> Goals:
**1.** Write out the Kokoro TTS text again, starting with "The most comprehensive" and going on through "voice modification effects.". Swap "Kokoro TTS" for "Kokoro speech synthesis".
**2.** Please extend the Kokoro TTS text, picking up right after its last line.

The most comprehensive Kokoro TTS implementation for ComfyUI with ALL 54+ voices across 9 languages, voice blending, and advanced voice modification effects.

[](https://www.python.org/downloads/)

[](https://www.python.org/downloads/)

[](https://github.com/comfyanonymous/ComfyUI)

[](LICENSE)

🌟 What’s New in 2025 Edition

Ignore the Advanced Voice Mod node for now, it’s an experimental thing currently.

Special Note: Advanced Voice Mod node currently under construction. Will not function as intended at the moment. Japanese voices do not work at the moment either, will require custom wheel.

Complete Rewrite from Ground Up

  • 🌍 54+ Voices: Complete support for all Kokoro-82M voices across 9 languages
  • 🎯 9 Languages: US English, UK English, Japanese (not working yet, needs a custom wheel build), Mandarin Chinese, Spanish, French, Hindi, Italian, Brazilian Portuguese
  • 🔀 Advanced Voice Blending: Mix any two voices with adjustable blend ratios
  • **🐍 Python 3.12: Fully tested and optimized for the latest Python versions
  • 📦 Modern Architecture: Completely rewritten following 2025 ComfyUI best practices
  • ⚡ Improved Performance: Better memory management and processing speed
  • 🛡️ Enhanced Reliability: Robust error handling and fallback mechanisms
  • Key Features

  • ✅ ALL 54+ Kokoro-82M voices (nothing left out!)
  • ✅ Voice blending with linear interpolation
  • NEW: Guided Voice Morphing – Use any audio file to guide voice transformation
  • NEW: Autotune-style Pitch Correction – Match pitch to reference audio
  • NEW: Advanced Spectral Morphing – Match tone, timbre, and character
  • NEW: 18 Voice Profiles – Professional presets for instant transformations
  • ✅ Advanced voice modification effects (pitch, formant, reverb, etc.)
  • ✅ Intelligent text chunking that preserves sentence order
  • ✅ GPU acceleration with automatic CPU fallback
  • ✅ Multi-language support with proper phoneme handling
  • ✅ Professional audio processing pipeline with Dynamic Time Warping
  • ✅ ComfyUI v3.49+ compatibility
  • 📋 Table of Contents

  • Installation
  • Complete Voice List
  • Usage Guide
  • Voice Blending
  • Guided Voice Morphing (NEW!)
  • Voice Modification Effects
  • Technical Details
  • Troubleshooting
  • Credits
  • 🔧 Installation

    Prerequisites

  • ComfyUI v3.49+ (or compatible version)
  • **Python 3.9, 3.10, 3.11, 3.12, (3.13+ not supported)
  • PyTorch 2.0+ (usually included with ComfyUI)
  • 4GB+ RAM (8GB recommended for longer texts)

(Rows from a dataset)
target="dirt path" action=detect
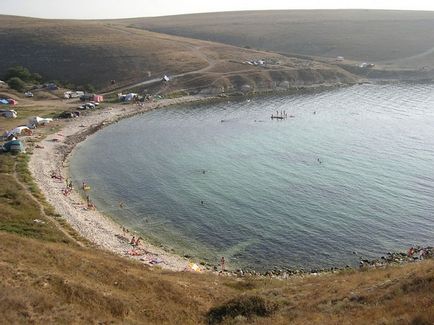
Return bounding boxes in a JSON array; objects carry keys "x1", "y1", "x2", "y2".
[
  {"x1": 102, "y1": 26, "x2": 223, "y2": 95},
  {"x1": 13, "y1": 162, "x2": 85, "y2": 247}
]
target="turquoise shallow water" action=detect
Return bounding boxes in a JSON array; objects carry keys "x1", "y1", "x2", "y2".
[{"x1": 71, "y1": 84, "x2": 434, "y2": 269}]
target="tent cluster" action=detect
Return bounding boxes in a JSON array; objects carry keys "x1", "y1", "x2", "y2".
[
  {"x1": 0, "y1": 98, "x2": 18, "y2": 106},
  {"x1": 2, "y1": 116, "x2": 53, "y2": 153},
  {"x1": 0, "y1": 109, "x2": 17, "y2": 118},
  {"x1": 118, "y1": 93, "x2": 139, "y2": 102}
]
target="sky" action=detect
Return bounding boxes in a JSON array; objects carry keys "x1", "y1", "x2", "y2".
[{"x1": 0, "y1": 0, "x2": 434, "y2": 19}]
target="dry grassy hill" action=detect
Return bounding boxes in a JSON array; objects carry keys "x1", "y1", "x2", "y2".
[
  {"x1": 0, "y1": 16, "x2": 356, "y2": 92},
  {"x1": 0, "y1": 154, "x2": 434, "y2": 325},
  {"x1": 123, "y1": 10, "x2": 434, "y2": 68}
]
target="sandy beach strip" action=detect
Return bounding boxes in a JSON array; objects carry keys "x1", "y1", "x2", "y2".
[{"x1": 29, "y1": 96, "x2": 209, "y2": 271}]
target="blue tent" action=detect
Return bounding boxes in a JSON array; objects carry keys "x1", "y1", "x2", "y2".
[{"x1": 3, "y1": 140, "x2": 24, "y2": 153}]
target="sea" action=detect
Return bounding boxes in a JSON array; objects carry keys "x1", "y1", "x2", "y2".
[{"x1": 70, "y1": 83, "x2": 434, "y2": 271}]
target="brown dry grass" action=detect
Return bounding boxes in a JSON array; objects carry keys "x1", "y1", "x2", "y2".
[
  {"x1": 0, "y1": 150, "x2": 434, "y2": 324},
  {"x1": 0, "y1": 16, "x2": 357, "y2": 91},
  {"x1": 123, "y1": 10, "x2": 434, "y2": 66}
]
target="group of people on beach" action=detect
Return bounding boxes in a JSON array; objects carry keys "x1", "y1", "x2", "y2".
[
  {"x1": 62, "y1": 178, "x2": 73, "y2": 196},
  {"x1": 130, "y1": 236, "x2": 142, "y2": 247}
]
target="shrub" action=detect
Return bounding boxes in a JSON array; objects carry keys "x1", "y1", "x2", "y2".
[
  {"x1": 4, "y1": 65, "x2": 33, "y2": 81},
  {"x1": 7, "y1": 77, "x2": 26, "y2": 92},
  {"x1": 207, "y1": 296, "x2": 277, "y2": 324}
]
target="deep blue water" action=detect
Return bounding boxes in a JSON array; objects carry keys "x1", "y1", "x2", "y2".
[{"x1": 71, "y1": 84, "x2": 434, "y2": 269}]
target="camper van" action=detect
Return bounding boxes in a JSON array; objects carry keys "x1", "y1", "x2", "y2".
[{"x1": 63, "y1": 90, "x2": 84, "y2": 99}]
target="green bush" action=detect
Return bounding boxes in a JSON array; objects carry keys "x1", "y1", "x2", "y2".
[
  {"x1": 207, "y1": 296, "x2": 277, "y2": 325},
  {"x1": 7, "y1": 77, "x2": 26, "y2": 92}
]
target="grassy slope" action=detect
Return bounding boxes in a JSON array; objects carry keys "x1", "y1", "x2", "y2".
[
  {"x1": 0, "y1": 143, "x2": 434, "y2": 324},
  {"x1": 123, "y1": 10, "x2": 434, "y2": 67},
  {"x1": 0, "y1": 16, "x2": 355, "y2": 91}
]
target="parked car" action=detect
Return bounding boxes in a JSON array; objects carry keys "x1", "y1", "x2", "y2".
[
  {"x1": 58, "y1": 111, "x2": 80, "y2": 118},
  {"x1": 78, "y1": 103, "x2": 95, "y2": 109}
]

> Results of the exercise:
**1.**
The most comprehensive Kokoro speech synthesis implementation for ComfyUI with ALL 54+ voices across 9 languages, voice blending, and advanced voice modification effects.

**2.**
  • Optional: CUDA-capable GPU for faster processing
  • Method 1: ComfyUI Manager (Recommended)

  • Open ComfyUI and navigate to “Manager”
  • Click “Install Custom Nodes”
  • Search for “Geeky Kokoro TTS”
  • Click “Install” and restart ComfyUI
  • Done! Nodes will appear in the “audio” category
  • Method 2: Manual Installation (Git Clone)

    # Navigate to your ComfyUI custom nodes directory
    
    cd ComfyUI/custom_nodes
    
    
    
    # Clone this repository
    
    git clone https://github.com/GeekyGhost/ComfyUI-Geeky-Kokoro-TTS.git
    
    
    
    # Navigate into the directory
    
    cd ComfyUI-Geeky-Kokoro-TTS
    
    
    
    # Install Python dependencies
    
    pip install -r requirements.txt
    
    
    
    # Optional: Run installation verification script
    
    python install.py
    

    Method 3: ComfyUI Portable (Windows)

    REM Navigate to custom nodes directory
    
    cd ComfyUI_windows_portable\ComfyUI\custom_nodes
    
    
    
    REM Clone repository
    
    git clone https://github.com/GeekyGhost/ComfyUI-Geeky-Kokoro-TTS.git
    
    
    
    REM Navigate into directory
    
    cd ComfyUI-Geeky-Kokoro-TTS
    
    
    
    REM Install with portable Python
    
    ..\..\..\python_embeded\python.exe -m pip install -r requirements.txt
    

    System Dependencies (Optional but Recommended)

    For best phoneme processing, install espeak-ng:

    Ubuntu/Debian:

    sudo apt-get update
    
    sudo apt-get install espeak-ng
    

    macOS:

    brew install espeak-ng
    

    Windows:

    Download and install from: https://github.com/espeak-ng/espeak-ng/releases

    🎭 Complete Voice List (54+ Voices)

    🇺🇸 US English Voices (20 voices)

    Female Voices (11)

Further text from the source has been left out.